Gather every line in the records below that contains the string "region", and copy each such line in full.

DATASET EXCERPTS ->
=-=-=-=-=

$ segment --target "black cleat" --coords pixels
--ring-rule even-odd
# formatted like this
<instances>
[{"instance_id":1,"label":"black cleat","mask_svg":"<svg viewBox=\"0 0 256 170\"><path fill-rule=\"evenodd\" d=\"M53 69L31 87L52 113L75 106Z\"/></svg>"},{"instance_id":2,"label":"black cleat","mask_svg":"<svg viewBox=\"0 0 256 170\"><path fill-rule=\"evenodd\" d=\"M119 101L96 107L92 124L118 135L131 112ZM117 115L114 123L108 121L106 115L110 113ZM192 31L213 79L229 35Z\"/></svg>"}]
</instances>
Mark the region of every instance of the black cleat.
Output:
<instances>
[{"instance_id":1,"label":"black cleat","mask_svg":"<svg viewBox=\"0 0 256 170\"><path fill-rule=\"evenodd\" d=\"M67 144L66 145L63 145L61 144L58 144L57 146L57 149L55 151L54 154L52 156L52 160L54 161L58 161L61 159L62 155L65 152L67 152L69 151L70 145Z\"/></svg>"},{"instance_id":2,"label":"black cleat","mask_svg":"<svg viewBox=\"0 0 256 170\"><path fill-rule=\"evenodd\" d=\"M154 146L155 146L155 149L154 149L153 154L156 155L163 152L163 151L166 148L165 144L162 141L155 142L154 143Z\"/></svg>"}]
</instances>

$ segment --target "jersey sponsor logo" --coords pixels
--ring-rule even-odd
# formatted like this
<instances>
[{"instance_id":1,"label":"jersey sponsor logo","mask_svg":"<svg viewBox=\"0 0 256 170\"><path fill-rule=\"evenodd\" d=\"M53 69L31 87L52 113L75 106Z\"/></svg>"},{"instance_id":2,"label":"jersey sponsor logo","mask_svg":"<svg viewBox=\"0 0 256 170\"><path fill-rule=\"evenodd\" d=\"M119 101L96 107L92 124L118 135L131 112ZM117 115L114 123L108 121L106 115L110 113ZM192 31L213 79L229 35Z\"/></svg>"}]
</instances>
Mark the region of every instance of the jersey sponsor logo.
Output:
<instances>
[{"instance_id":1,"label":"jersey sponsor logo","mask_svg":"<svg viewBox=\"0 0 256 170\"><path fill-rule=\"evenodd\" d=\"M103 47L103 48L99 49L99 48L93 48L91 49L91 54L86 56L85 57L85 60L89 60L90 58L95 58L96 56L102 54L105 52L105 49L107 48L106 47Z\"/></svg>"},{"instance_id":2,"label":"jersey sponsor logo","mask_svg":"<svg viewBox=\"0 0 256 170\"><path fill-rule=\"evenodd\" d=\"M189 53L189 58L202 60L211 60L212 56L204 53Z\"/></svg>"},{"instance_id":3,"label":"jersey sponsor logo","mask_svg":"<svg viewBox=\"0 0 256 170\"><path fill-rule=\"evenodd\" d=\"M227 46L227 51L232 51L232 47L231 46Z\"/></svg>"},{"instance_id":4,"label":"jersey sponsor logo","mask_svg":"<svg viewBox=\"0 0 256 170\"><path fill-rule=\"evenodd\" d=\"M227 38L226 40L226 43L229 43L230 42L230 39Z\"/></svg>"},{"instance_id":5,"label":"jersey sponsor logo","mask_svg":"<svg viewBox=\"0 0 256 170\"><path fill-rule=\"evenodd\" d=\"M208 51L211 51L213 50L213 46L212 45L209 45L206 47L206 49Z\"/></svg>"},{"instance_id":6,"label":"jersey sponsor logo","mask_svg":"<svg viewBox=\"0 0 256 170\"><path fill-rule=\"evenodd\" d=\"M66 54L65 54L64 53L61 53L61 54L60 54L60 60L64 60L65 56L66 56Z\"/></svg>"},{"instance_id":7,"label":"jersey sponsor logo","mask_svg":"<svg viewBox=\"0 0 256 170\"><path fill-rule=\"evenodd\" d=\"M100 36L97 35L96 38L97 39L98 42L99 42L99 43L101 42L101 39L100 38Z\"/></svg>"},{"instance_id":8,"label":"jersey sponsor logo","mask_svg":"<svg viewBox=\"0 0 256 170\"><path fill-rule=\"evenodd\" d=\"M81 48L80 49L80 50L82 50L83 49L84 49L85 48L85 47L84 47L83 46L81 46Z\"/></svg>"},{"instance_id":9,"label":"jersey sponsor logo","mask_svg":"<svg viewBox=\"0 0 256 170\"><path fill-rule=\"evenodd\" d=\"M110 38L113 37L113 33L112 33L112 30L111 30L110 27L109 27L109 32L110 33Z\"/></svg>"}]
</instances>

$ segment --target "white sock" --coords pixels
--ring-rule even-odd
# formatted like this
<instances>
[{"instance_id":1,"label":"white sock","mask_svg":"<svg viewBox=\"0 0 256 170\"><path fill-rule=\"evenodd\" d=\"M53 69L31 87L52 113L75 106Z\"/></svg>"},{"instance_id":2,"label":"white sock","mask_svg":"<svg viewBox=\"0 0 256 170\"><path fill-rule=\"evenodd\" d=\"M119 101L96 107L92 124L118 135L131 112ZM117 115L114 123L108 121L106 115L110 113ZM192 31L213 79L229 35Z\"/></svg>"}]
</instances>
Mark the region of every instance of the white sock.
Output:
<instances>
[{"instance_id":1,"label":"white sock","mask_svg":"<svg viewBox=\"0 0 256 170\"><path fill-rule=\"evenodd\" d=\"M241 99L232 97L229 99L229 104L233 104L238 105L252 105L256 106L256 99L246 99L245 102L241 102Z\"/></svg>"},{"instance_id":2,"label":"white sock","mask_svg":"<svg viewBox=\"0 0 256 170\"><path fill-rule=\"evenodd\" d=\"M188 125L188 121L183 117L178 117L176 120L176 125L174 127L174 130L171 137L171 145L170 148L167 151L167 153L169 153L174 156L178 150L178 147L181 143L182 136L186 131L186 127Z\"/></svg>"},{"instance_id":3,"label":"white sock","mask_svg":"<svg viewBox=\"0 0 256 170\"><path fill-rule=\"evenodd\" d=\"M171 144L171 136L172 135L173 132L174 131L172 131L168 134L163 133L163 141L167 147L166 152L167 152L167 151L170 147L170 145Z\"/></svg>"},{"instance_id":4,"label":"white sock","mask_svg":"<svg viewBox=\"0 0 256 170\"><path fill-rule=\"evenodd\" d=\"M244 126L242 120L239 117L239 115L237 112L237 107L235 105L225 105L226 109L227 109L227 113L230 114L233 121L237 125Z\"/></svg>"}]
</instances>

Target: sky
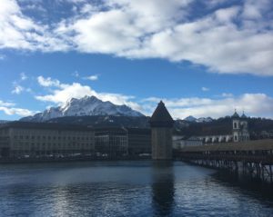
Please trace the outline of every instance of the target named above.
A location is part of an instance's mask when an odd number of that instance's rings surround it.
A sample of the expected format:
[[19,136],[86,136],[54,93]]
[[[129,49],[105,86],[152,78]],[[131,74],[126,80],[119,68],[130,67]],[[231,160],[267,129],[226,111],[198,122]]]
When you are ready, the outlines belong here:
[[0,120],[95,95],[273,118],[271,0],[1,0]]

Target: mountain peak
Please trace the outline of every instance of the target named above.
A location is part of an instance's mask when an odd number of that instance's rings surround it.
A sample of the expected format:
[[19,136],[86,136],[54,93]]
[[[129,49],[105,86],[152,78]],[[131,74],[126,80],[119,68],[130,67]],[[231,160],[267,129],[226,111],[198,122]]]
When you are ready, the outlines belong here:
[[44,113],[22,118],[21,121],[46,122],[53,118],[66,116],[144,116],[130,107],[116,105],[111,102],[103,102],[96,96],[86,95],[83,98],[71,98],[63,106],[51,107]]

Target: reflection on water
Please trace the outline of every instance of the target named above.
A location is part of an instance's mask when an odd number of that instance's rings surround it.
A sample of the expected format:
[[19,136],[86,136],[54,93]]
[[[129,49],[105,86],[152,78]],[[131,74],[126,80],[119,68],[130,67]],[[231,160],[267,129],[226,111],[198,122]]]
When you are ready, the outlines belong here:
[[272,197],[230,177],[181,162],[0,165],[0,216],[272,216]]
[[155,214],[167,216],[174,205],[174,171],[172,162],[153,162],[152,192]]

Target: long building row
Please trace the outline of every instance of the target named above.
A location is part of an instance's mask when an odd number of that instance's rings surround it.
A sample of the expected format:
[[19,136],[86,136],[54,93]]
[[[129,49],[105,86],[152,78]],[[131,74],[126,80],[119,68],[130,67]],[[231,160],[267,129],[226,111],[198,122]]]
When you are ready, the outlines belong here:
[[149,129],[95,129],[23,122],[0,126],[0,157],[126,156],[150,153]]

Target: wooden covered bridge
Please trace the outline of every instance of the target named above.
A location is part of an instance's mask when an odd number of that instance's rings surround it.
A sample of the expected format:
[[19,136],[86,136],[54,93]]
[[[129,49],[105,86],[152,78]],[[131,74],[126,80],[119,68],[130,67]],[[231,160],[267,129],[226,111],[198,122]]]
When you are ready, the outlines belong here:
[[187,146],[174,155],[182,161],[243,173],[273,183],[272,139]]

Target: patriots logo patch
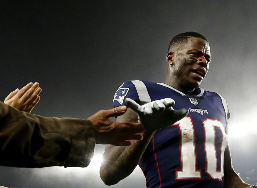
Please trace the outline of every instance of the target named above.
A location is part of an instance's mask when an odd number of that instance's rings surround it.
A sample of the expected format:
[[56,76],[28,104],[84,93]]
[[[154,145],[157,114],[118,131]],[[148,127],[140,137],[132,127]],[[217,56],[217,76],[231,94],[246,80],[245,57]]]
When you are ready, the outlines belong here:
[[127,95],[128,92],[128,90],[129,90],[129,88],[119,88],[118,90],[117,90],[115,94],[114,95],[114,97],[113,98],[113,102],[114,102],[115,100],[117,100],[121,104],[122,104],[123,103],[123,102],[124,100],[124,99],[125,98],[125,96]]

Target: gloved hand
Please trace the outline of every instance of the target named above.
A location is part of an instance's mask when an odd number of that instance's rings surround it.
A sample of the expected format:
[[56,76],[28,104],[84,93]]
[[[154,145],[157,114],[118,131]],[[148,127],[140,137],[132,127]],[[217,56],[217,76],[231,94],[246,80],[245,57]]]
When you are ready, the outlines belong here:
[[140,106],[135,101],[127,98],[128,107],[137,113],[139,123],[142,124],[149,131],[173,125],[186,115],[188,110],[182,108],[174,110],[171,107],[175,103],[170,98],[157,100]]

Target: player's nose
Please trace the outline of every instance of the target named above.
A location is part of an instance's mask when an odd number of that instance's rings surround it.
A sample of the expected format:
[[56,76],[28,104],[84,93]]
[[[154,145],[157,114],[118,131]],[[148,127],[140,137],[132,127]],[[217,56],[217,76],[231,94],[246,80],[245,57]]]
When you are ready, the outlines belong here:
[[207,62],[207,60],[204,57],[204,56],[202,56],[200,57],[197,59],[197,63],[200,65],[206,68],[208,65],[208,63]]

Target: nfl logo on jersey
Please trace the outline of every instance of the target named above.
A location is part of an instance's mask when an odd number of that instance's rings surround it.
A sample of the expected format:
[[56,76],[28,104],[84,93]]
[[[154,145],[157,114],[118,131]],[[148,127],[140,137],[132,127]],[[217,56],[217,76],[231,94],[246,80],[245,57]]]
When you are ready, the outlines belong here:
[[114,97],[113,98],[113,101],[117,100],[121,104],[122,104],[123,101],[124,100],[125,96],[127,95],[129,88],[120,88],[117,90],[114,95]]
[[189,98],[189,100],[190,100],[190,102],[191,102],[191,103],[194,105],[196,106],[198,104],[198,102],[197,102],[197,100],[196,100],[196,99],[194,99],[192,97],[191,98]]

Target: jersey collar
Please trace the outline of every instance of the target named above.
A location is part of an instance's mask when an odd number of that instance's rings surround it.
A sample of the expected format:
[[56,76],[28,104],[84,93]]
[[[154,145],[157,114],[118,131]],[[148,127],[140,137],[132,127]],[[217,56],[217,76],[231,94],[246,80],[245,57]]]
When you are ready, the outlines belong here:
[[[162,86],[163,86],[165,87],[166,87],[167,88],[170,88],[170,89],[171,89],[172,90],[174,90],[174,91],[175,91],[176,92],[177,92],[178,93],[180,94],[182,96],[189,96],[188,95],[186,95],[186,94],[185,94],[183,92],[182,92],[181,91],[179,91],[178,90],[176,89],[175,89],[175,88],[174,88],[174,87],[173,87],[172,86],[170,86],[168,85],[167,84],[164,84],[164,83],[159,82],[157,83],[157,84],[159,84],[159,85],[161,85]],[[198,93],[199,93],[199,94],[197,94],[197,95],[195,96],[194,97],[200,97],[202,95],[203,95],[203,94],[204,94],[204,90],[203,89],[202,89],[202,88],[199,88],[199,87],[197,88],[200,90],[199,91],[199,92],[198,92]]]

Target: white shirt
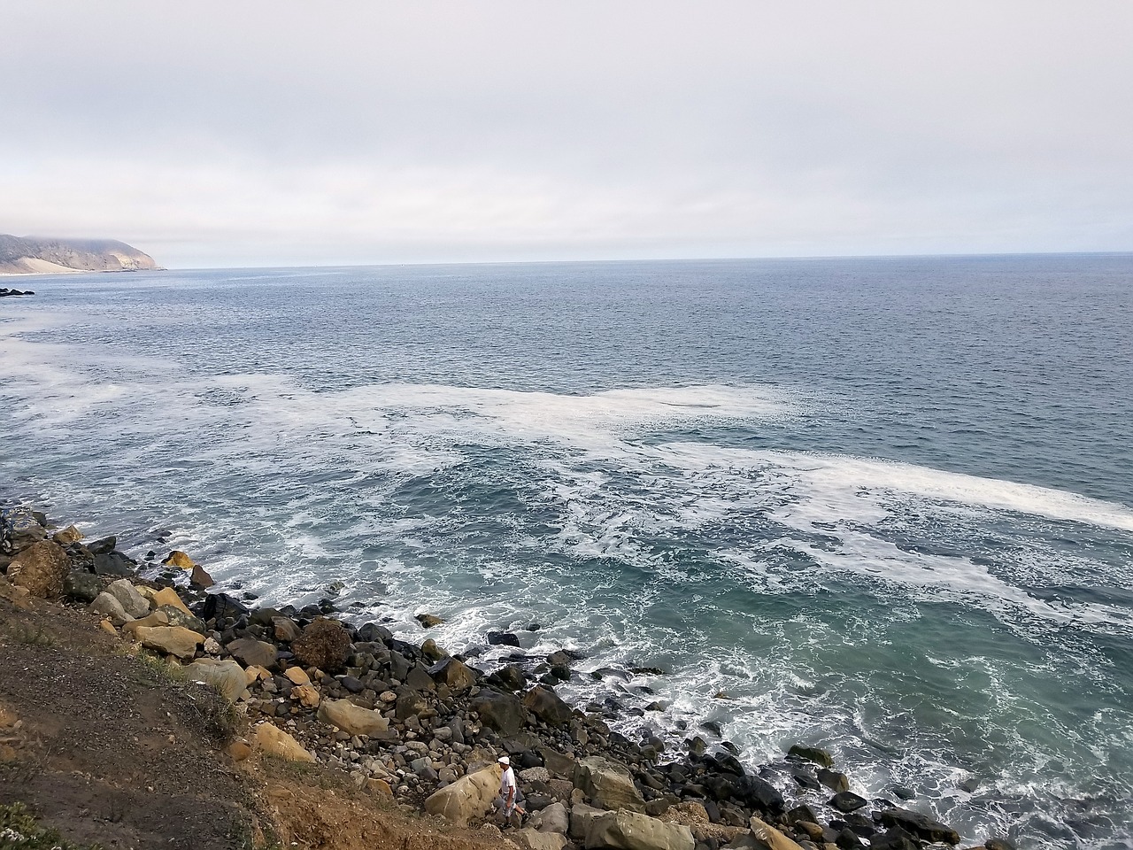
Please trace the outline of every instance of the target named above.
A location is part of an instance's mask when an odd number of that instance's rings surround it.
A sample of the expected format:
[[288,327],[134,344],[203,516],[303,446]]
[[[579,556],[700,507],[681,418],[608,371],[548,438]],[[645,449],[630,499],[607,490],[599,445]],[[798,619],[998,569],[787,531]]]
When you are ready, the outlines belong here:
[[505,800],[508,799],[509,790],[516,791],[516,797],[519,797],[519,788],[516,785],[516,772],[511,770],[511,765],[505,766],[503,773],[500,775],[500,796]]

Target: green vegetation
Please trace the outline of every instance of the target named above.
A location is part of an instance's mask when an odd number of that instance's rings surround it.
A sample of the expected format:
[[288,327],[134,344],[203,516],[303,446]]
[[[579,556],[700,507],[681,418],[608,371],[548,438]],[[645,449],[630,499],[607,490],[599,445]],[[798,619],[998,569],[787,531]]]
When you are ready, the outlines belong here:
[[102,850],[100,844],[63,841],[57,830],[40,826],[22,802],[0,806],[0,850]]

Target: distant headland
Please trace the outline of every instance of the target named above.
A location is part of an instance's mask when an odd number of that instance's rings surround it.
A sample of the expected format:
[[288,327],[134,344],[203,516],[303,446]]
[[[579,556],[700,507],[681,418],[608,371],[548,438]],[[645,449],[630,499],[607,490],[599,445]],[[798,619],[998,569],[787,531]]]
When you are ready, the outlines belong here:
[[161,269],[153,257],[114,239],[57,239],[0,233],[0,274],[136,272]]

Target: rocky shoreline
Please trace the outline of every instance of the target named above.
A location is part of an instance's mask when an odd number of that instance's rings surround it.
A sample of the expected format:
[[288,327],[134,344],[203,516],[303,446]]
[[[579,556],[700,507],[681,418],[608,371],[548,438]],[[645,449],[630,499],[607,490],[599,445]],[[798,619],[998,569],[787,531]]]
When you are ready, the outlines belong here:
[[[830,756],[800,743],[751,773],[715,730],[687,740],[610,728],[613,699],[572,707],[555,692],[581,655],[517,652],[491,670],[427,637],[335,617],[333,601],[249,607],[184,552],[138,563],[26,508],[2,516],[0,595],[83,605],[101,628],[219,690],[247,717],[233,759],[254,751],[347,772],[359,788],[460,825],[492,822],[496,759],[526,796],[506,839],[529,850],[920,850],[960,835],[896,801],[849,790]],[[144,578],[143,576],[148,576]],[[784,797],[783,790],[787,790]],[[795,793],[795,791],[798,793]],[[986,850],[1008,850],[988,838]]]

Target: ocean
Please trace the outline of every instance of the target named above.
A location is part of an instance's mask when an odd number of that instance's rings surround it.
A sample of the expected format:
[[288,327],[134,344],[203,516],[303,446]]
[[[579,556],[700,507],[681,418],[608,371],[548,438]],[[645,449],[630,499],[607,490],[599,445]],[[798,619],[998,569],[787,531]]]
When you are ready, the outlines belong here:
[[628,734],[825,747],[971,843],[1133,847],[1133,256],[14,286],[0,501],[578,649]]

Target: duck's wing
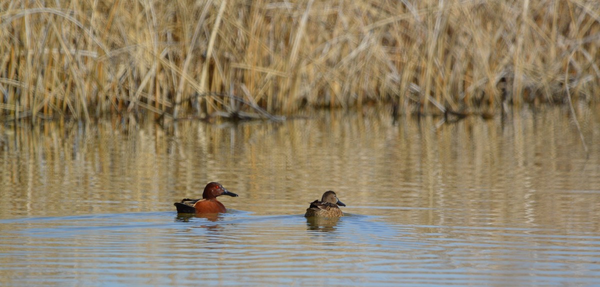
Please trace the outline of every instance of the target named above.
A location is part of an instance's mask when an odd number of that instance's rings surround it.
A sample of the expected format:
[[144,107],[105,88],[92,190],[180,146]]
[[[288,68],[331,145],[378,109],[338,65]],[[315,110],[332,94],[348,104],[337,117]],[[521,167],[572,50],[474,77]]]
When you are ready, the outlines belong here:
[[328,210],[329,209],[337,208],[337,204],[335,204],[323,203],[318,200],[315,200],[310,203],[310,207],[308,208],[315,210]]
[[194,204],[200,201],[200,199],[190,200],[190,198],[184,198],[181,202],[173,204],[177,208],[178,213],[195,213],[196,209]]
[[198,198],[197,200],[190,200],[190,198],[184,198],[181,200],[181,201],[180,202],[181,203],[191,204],[191,205],[193,206],[194,204],[196,203],[196,201],[198,201],[200,200],[202,200],[202,198]]

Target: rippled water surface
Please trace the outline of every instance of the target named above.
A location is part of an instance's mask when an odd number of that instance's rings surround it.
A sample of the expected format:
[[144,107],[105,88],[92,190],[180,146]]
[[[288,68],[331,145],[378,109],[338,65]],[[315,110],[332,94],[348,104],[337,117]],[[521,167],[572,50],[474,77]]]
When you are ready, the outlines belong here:
[[[596,285],[600,111],[576,111],[4,125],[0,285]],[[227,213],[177,215],[211,181]],[[305,218],[328,189],[346,216]]]

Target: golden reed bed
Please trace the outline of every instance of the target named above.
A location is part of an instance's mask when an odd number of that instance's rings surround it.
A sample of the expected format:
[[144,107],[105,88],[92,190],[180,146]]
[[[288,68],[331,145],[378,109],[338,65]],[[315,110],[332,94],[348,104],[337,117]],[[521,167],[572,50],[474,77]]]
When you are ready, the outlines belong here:
[[0,119],[494,114],[600,95],[596,0],[292,2],[2,2]]

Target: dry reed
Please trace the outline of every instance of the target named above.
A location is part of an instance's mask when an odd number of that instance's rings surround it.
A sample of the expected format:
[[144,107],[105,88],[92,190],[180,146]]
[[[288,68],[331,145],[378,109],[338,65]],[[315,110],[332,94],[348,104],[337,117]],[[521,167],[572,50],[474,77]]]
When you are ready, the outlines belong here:
[[299,2],[3,2],[0,118],[494,113],[600,95],[596,0]]

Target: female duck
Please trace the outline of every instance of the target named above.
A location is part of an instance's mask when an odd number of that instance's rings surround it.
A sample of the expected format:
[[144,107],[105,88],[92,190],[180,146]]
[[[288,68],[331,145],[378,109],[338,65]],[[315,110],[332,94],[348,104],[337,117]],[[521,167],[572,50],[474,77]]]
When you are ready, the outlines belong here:
[[221,183],[211,182],[204,188],[202,200],[185,198],[175,203],[178,213],[223,213],[227,212],[225,206],[217,200],[219,195],[237,197],[238,195],[225,189]]
[[338,206],[346,206],[344,203],[340,201],[335,195],[335,192],[329,191],[323,194],[321,201],[315,200],[310,204],[306,210],[305,217],[320,216],[323,217],[338,217],[343,216],[344,213],[341,212]]

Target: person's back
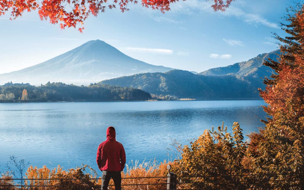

=-=-=-=-=

COMPLETED EXERCISE ->
Mark the region of every instance of the black cleat.
Mark the region of every instance of the jersey sponsor logo.
Mark the region of every instance of the white sock.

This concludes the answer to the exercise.